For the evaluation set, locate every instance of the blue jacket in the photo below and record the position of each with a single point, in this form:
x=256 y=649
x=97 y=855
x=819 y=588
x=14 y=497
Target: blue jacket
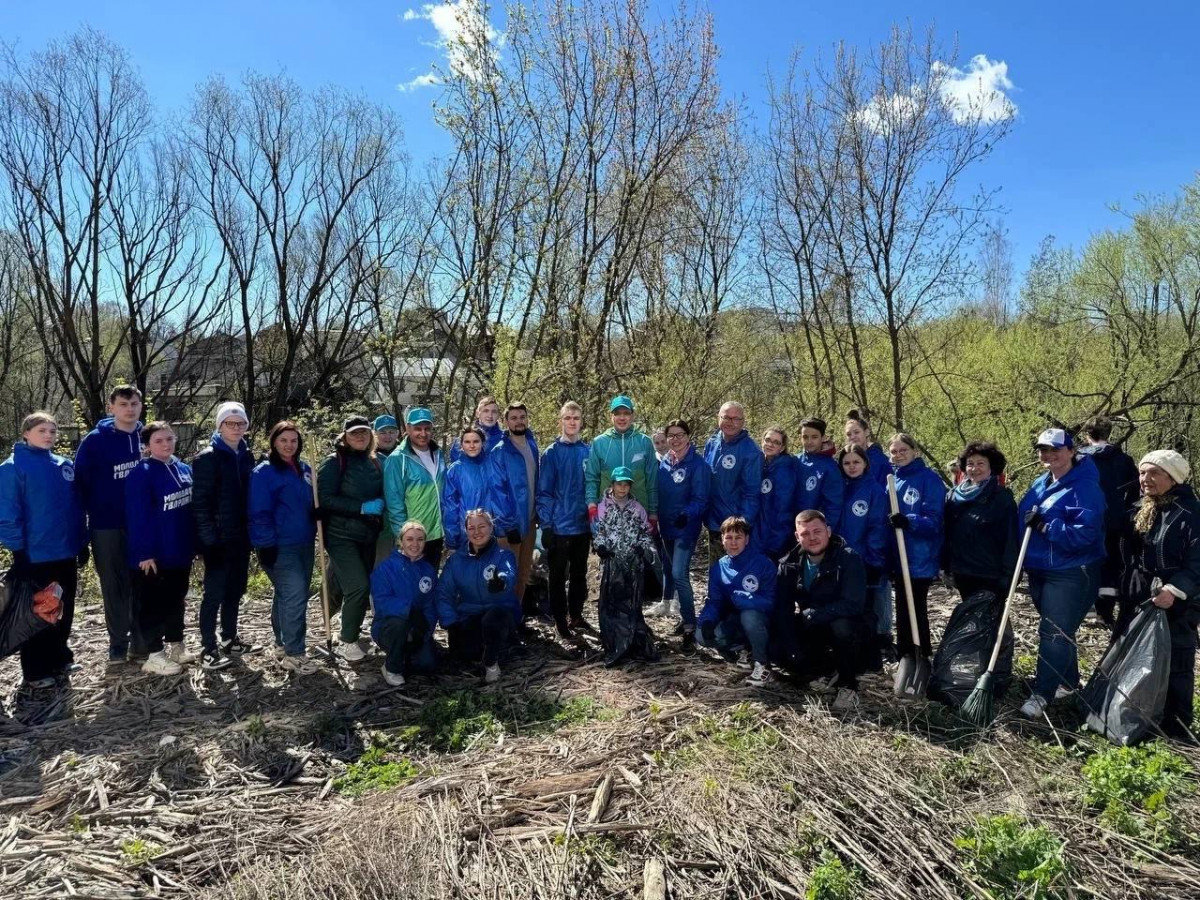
x=737 y=479
x=739 y=583
x=511 y=490
x=40 y=509
x=819 y=486
x=159 y=514
x=466 y=487
x=562 y=496
x=1073 y=508
x=102 y=461
x=281 y=505
x=683 y=489
x=492 y=436
x=774 y=531
x=462 y=591
x=864 y=519
x=922 y=496
x=399 y=586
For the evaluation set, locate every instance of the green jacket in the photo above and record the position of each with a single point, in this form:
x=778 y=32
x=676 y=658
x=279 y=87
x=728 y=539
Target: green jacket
x=633 y=449
x=411 y=492
x=346 y=480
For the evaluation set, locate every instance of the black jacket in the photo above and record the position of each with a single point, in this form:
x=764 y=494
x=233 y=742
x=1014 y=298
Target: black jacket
x=1170 y=551
x=981 y=535
x=839 y=589
x=1119 y=480
x=221 y=493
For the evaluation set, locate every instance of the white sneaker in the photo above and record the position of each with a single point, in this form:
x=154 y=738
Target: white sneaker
x=161 y=664
x=846 y=701
x=1035 y=707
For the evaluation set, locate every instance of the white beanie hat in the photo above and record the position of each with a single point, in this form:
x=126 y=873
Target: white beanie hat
x=1170 y=462
x=228 y=409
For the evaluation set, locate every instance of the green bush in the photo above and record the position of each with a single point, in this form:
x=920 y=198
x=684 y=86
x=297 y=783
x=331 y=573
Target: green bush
x=1014 y=859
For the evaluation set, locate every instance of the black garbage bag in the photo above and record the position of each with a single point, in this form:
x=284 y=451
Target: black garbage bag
x=24 y=612
x=1126 y=694
x=966 y=649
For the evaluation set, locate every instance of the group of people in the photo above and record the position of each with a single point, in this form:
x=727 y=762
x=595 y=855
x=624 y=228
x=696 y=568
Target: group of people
x=803 y=551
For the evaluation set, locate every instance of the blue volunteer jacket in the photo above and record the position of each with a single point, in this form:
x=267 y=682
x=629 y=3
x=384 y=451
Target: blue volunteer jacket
x=509 y=485
x=739 y=583
x=400 y=586
x=1073 y=508
x=159 y=514
x=864 y=519
x=462 y=591
x=774 y=531
x=466 y=487
x=922 y=496
x=683 y=489
x=737 y=479
x=562 y=496
x=280 y=510
x=105 y=457
x=819 y=486
x=40 y=509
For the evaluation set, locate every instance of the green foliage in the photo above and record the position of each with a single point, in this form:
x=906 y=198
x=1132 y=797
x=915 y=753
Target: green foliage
x=1014 y=859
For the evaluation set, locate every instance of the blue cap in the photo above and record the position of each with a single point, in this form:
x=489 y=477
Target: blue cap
x=419 y=415
x=619 y=401
x=385 y=421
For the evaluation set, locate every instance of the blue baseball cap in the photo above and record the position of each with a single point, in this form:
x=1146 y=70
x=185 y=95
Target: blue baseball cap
x=419 y=415
x=385 y=421
x=619 y=401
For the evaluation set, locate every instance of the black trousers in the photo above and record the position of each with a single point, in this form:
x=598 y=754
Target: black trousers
x=160 y=604
x=47 y=653
x=568 y=563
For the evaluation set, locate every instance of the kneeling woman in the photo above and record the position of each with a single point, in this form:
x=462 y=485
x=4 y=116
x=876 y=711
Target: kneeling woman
x=477 y=601
x=161 y=546
x=41 y=522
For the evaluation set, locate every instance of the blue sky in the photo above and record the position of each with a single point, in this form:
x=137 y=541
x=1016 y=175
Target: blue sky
x=1107 y=91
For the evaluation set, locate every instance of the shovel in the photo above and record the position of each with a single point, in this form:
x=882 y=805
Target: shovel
x=912 y=675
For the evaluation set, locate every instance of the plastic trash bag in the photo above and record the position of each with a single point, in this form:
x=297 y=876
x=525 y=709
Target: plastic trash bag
x=1126 y=694
x=966 y=649
x=25 y=612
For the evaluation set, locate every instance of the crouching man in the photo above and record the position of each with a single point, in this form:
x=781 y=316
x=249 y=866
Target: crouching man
x=741 y=598
x=826 y=582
= = = = =
**STATED GOAL:** Copy every line above word for word, omitting the pictures.

**COMPLETE RESPONSE:**
For the evaluation set, locate every instance of the blue jacket in the photo below and record the position of each with a single point, in this form:
x=256 y=649
x=97 y=855
x=819 y=588
x=14 y=497
Target: blue jacket
x=737 y=479
x=739 y=583
x=511 y=490
x=40 y=509
x=819 y=486
x=159 y=514
x=466 y=487
x=562 y=496
x=1073 y=508
x=102 y=461
x=281 y=505
x=683 y=489
x=492 y=436
x=774 y=531
x=462 y=591
x=864 y=519
x=922 y=496
x=399 y=586
For the evaluation set, locate every instance of the green jacket in the photo above and record the position of each with a single point, in this form:
x=778 y=32
x=676 y=658
x=279 y=87
x=728 y=539
Target: green jacket
x=633 y=449
x=411 y=492
x=346 y=480
For the evaluation set, locate every instance of the black jacket in the photo above and record the position of each with a single point, in this form:
x=764 y=494
x=233 y=742
x=1014 y=298
Target: black jacket
x=1170 y=551
x=981 y=535
x=839 y=589
x=1119 y=480
x=221 y=493
For the evaluation set, locate every instance of the white sneaker in the photo above and record the position of each with a single point, in this form:
x=154 y=738
Target: white sneaker
x=161 y=664
x=846 y=701
x=1035 y=707
For the evaluation set, locate every instance of the white beanie hat in the photo above and record the position of each with a single point, in this form:
x=126 y=873
Target: white beanie hat
x=1170 y=462
x=228 y=409
For the evaluation set, locate every instance of the green bush in the photo above and record the position of each with a single point, in this form:
x=920 y=198
x=684 y=86
x=297 y=783
x=331 y=573
Target: green bush
x=1014 y=859
For the evaluation set, locate every instance of the black garbage bag in the photo above and record the position of each with a single point, in this form:
x=284 y=451
Target: black garbage bag
x=24 y=612
x=1126 y=694
x=966 y=649
For the evaluation set, locate every instance of the group of people in the photo above and record the position of each with a single point, in this form:
x=727 y=762
x=595 y=855
x=624 y=228
x=696 y=568
Target: group of people
x=803 y=551
For the evaluation set, locate every instance of the blue volunteer jacket in the photo above and record the position of each with a single point, in this form:
x=267 y=682
x=629 y=3
x=384 y=451
Target: blue volunteer jacket
x=509 y=485
x=739 y=583
x=400 y=586
x=1073 y=508
x=159 y=514
x=864 y=519
x=462 y=591
x=774 y=531
x=466 y=487
x=922 y=496
x=683 y=489
x=737 y=479
x=562 y=496
x=280 y=510
x=105 y=457
x=819 y=486
x=40 y=509
For the evaluation set, locate every instance of the green foliage in the photo above and record the position of each with a single point, in this form:
x=906 y=198
x=1132 y=797
x=915 y=753
Target: green foliage
x=1014 y=859
For the evaluation set, locate every instance of the blue cap in the photo above and record the position of each with a single point, in this form:
x=489 y=477
Target: blue cap
x=419 y=415
x=619 y=401
x=385 y=421
For the evaluation set, locate every instance of the blue baseball cap in the photo above and record the position of each with a single point, in this form:
x=1146 y=70
x=185 y=95
Target: blue baseball cap
x=419 y=415
x=385 y=421
x=619 y=401
For the evaluation set, locate every instance of the black trousers in the photo above and record the position of each with a single point, in this form:
x=598 y=754
Target: black trousers
x=160 y=604
x=47 y=653
x=568 y=563
For the evaluation set, locate every instance of the kneeling woman in the photo above and record the position of each with a single point, in this form:
x=462 y=485
x=4 y=116
x=876 y=711
Target: kneeling woman
x=477 y=601
x=161 y=546
x=41 y=522
For the evaluation set, locate every instance of the blue sky in the photo above and record the position of each with a single point, in this form:
x=137 y=541
x=1016 y=175
Target: blue sky
x=1107 y=91
For the evaluation set, locate every instance of the shovel in the photo above and record the position of each with a single point, in this form:
x=882 y=805
Target: shovel
x=912 y=675
For the evaluation set, locate every instance of the plastic trash bag in the photo above and record the position of each with a single point, in this form:
x=297 y=876
x=525 y=709
Target: plastic trash bag
x=1126 y=694
x=966 y=649
x=25 y=612
For the evaluation set, locate every instance of the crouching man in the photo above and record the position of each with a single point, in this form:
x=781 y=316
x=249 y=866
Target: crouching man
x=741 y=598
x=826 y=582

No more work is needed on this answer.